[Quoted passage]
Delivery of reproducible and accurate data is a prerequisite for the successful operation of any laboratory. To achieve this goal, laboratories generally establish detailed experimental protocols with consistent use of reagents and instruments. However, a change of a reagent may become necessary due to its discontinuation, high cost, or limited access, or because a new, more suitable reagent has become available on the market. Unfortunately, such reagent conversion may lead to data variability. In addition, even different lots of the same reagent may cause variability of the results.1 What steps can a laboratory take to ensure that converting from one reagent to another will not negatively affect the quality and reliability of the acquired data?
A new reagent may require modifications of any of the steps involved in its use. For example, there may be changes in the instructions regarding its reconstitution, handling, storage, or experimental procedures. Thus, it is important to carefully review the manufacturer’s instructions for replacement reagents and to ensure that all required modifications are implemented appropriately.

[What needs to be done] Resume the passage on switching laboratory reagents, carrying it on from its last sentence.

[Records]
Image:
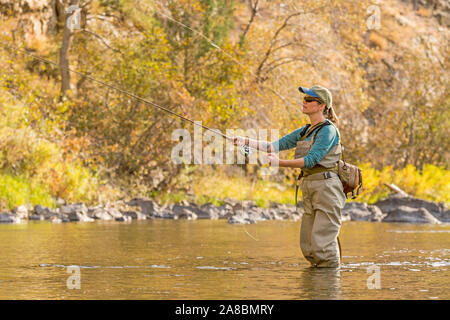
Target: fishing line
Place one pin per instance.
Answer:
(221, 50)
(34, 56)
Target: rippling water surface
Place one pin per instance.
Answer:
(166, 259)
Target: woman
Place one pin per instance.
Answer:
(318, 151)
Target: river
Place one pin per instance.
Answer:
(204, 259)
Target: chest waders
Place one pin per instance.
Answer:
(323, 201)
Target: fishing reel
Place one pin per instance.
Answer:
(245, 150)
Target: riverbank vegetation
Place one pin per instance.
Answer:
(229, 64)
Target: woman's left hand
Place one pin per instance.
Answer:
(273, 159)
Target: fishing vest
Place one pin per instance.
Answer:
(329, 162)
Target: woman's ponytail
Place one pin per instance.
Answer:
(330, 114)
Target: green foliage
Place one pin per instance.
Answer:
(18, 190)
(430, 183)
(33, 168)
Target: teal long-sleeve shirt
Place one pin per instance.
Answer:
(325, 140)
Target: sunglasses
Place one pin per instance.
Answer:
(310, 99)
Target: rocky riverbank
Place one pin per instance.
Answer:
(396, 208)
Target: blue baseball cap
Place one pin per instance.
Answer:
(308, 91)
(319, 92)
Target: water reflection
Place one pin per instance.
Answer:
(320, 283)
(155, 259)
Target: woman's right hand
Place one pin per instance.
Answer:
(238, 141)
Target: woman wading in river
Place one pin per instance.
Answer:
(318, 151)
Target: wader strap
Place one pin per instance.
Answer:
(340, 249)
(300, 176)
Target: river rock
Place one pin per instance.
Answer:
(241, 217)
(135, 215)
(411, 215)
(123, 218)
(208, 211)
(225, 211)
(42, 213)
(189, 211)
(6, 217)
(99, 213)
(148, 206)
(21, 212)
(76, 212)
(438, 210)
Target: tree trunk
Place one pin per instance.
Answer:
(65, 47)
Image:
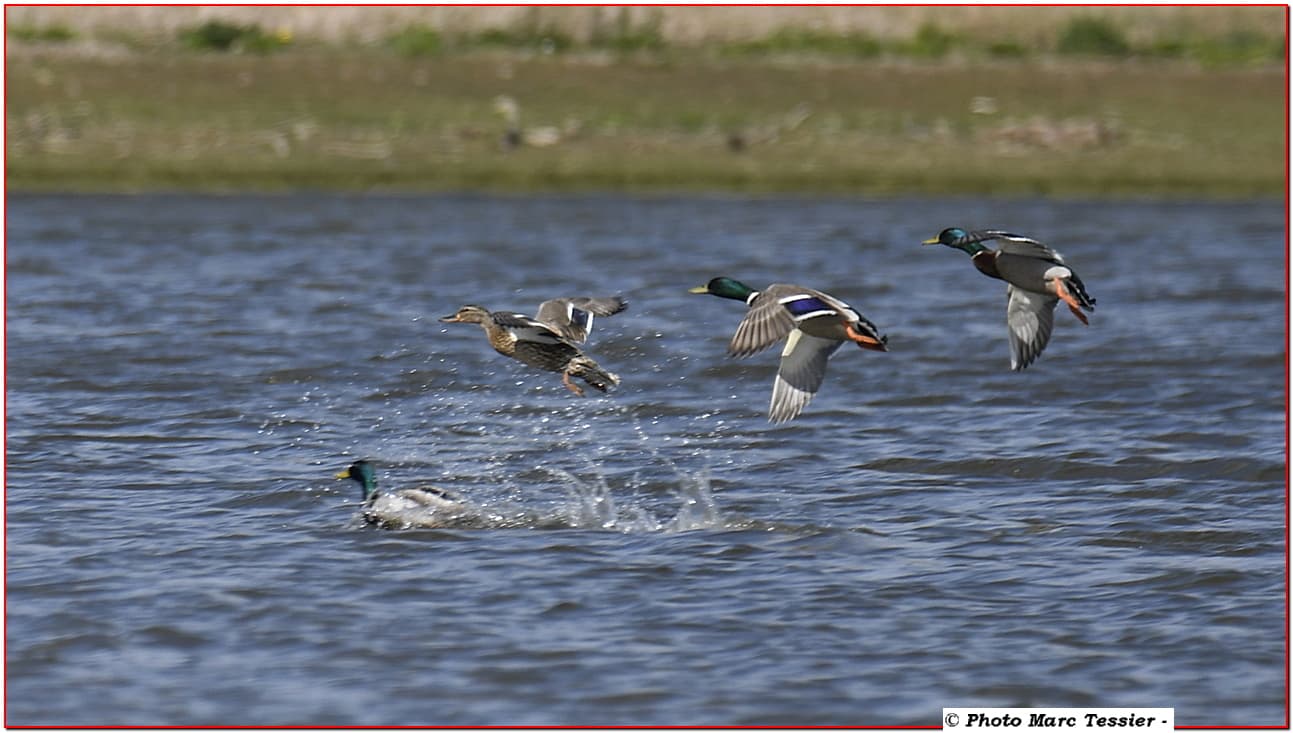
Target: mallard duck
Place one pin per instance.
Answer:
(424, 506)
(813, 325)
(1036, 279)
(550, 340)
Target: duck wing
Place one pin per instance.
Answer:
(572, 317)
(776, 310)
(526, 329)
(1029, 317)
(803, 367)
(1023, 246)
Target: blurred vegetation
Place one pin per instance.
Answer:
(1091, 35)
(217, 35)
(533, 105)
(42, 34)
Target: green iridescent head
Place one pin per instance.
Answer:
(363, 475)
(724, 287)
(958, 238)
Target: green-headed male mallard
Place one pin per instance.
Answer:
(424, 506)
(550, 339)
(813, 325)
(1036, 279)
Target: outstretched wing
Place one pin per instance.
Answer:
(766, 323)
(1023, 246)
(572, 317)
(526, 329)
(803, 367)
(1029, 317)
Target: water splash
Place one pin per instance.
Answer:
(592, 504)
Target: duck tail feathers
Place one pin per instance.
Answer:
(590, 371)
(1079, 291)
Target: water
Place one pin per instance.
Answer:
(186, 374)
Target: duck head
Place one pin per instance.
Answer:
(467, 314)
(724, 287)
(957, 238)
(362, 472)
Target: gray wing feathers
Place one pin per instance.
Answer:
(1029, 317)
(1018, 244)
(572, 317)
(526, 329)
(803, 367)
(764, 325)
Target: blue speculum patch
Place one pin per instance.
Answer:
(806, 305)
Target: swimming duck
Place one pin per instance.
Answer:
(813, 325)
(424, 506)
(550, 340)
(1036, 279)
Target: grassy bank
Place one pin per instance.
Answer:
(373, 118)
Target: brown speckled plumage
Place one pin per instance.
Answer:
(550, 340)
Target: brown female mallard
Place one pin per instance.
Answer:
(550, 340)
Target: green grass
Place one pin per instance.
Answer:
(373, 119)
(42, 34)
(220, 36)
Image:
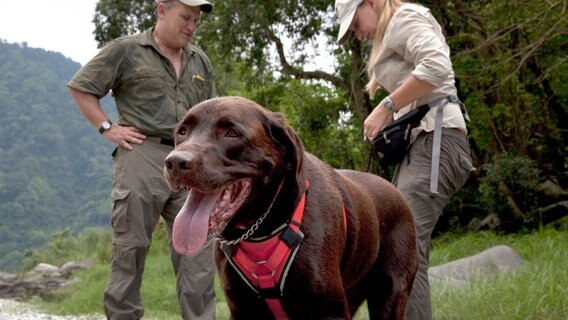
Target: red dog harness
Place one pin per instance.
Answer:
(264, 263)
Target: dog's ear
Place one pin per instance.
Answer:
(281, 132)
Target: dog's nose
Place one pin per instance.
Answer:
(179, 161)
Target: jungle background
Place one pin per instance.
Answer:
(510, 60)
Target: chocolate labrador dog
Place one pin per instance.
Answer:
(297, 238)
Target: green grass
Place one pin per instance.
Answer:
(537, 291)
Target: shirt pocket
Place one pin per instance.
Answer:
(148, 83)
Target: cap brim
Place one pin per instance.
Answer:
(344, 31)
(204, 5)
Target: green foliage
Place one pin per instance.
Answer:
(520, 175)
(55, 169)
(531, 293)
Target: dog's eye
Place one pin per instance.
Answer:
(182, 131)
(232, 133)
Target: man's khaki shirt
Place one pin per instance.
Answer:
(144, 84)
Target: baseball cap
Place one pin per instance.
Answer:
(206, 6)
(345, 12)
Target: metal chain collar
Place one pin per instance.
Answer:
(250, 231)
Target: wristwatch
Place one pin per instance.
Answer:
(389, 104)
(105, 126)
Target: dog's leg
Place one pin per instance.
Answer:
(393, 274)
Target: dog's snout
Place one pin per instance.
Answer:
(179, 161)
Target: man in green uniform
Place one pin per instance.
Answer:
(155, 77)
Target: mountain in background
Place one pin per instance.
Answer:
(54, 167)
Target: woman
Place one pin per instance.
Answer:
(411, 60)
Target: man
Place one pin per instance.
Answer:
(155, 77)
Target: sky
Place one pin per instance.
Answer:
(63, 26)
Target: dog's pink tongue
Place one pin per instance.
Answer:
(192, 222)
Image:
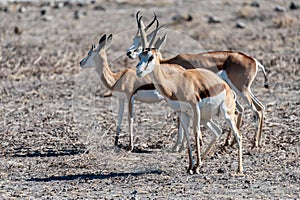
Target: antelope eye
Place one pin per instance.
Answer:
(150, 58)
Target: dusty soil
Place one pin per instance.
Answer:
(57, 131)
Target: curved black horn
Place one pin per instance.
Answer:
(102, 39)
(150, 24)
(154, 35)
(142, 32)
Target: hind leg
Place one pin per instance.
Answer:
(229, 117)
(260, 113)
(239, 114)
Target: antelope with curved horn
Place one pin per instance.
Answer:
(125, 85)
(237, 69)
(196, 93)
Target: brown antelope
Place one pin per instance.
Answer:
(197, 93)
(125, 85)
(236, 68)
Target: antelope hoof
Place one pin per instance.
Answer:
(130, 148)
(190, 171)
(175, 148)
(196, 170)
(116, 141)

[Response area]
Before the first use of a new reagent or reagent lot, it is recommended to compare its performance to the reagent you are replacing. The exact design and extent of control experiments depend on the type of the replaced reagent and the purpose of its planned use (research or diagnostic). Cross-over studies are widely employed to compare the performance of a new lot or reagent to the previously used one.2 Standard controls can also be included not only to ascertain the quality of new reagents and lots but also to monitor the performance of an assay on a regular basis.
Conversion to a new reagent is especially challenging for certain reagent classes, such as antibodies.3 The design and manufacture of antibodies is a complex process involving the identification of a reliable sequence of interest, high-degree purification, and specificity determination. Therefore, the performance of new antibodies should be ensured by using appropriate positive and negative controls and by selecting the optimal experimental conditions. Cell lines also pose special challenges because their performance depends on their passage number and culture conditions. In addition, a genetic drift, poor handling, or contamination may compromise the experimental performance of cell cultures.
If the replacement of a reagent leads to inconsistent or unreliable data, troubleshooting should address multiple potential issues. The support of the manufacturer is crucial in order to resolve problems related to the reagent itself. Most manufacturers provide both detailed online resources and in-person support if requested by investigators. In addition, instruments should be maintained well and serviced regularly to ensure they do not contribute to experimental problems. Finally, the possibility of a handling error should be considered, and proper personnel training and feedback should be provided.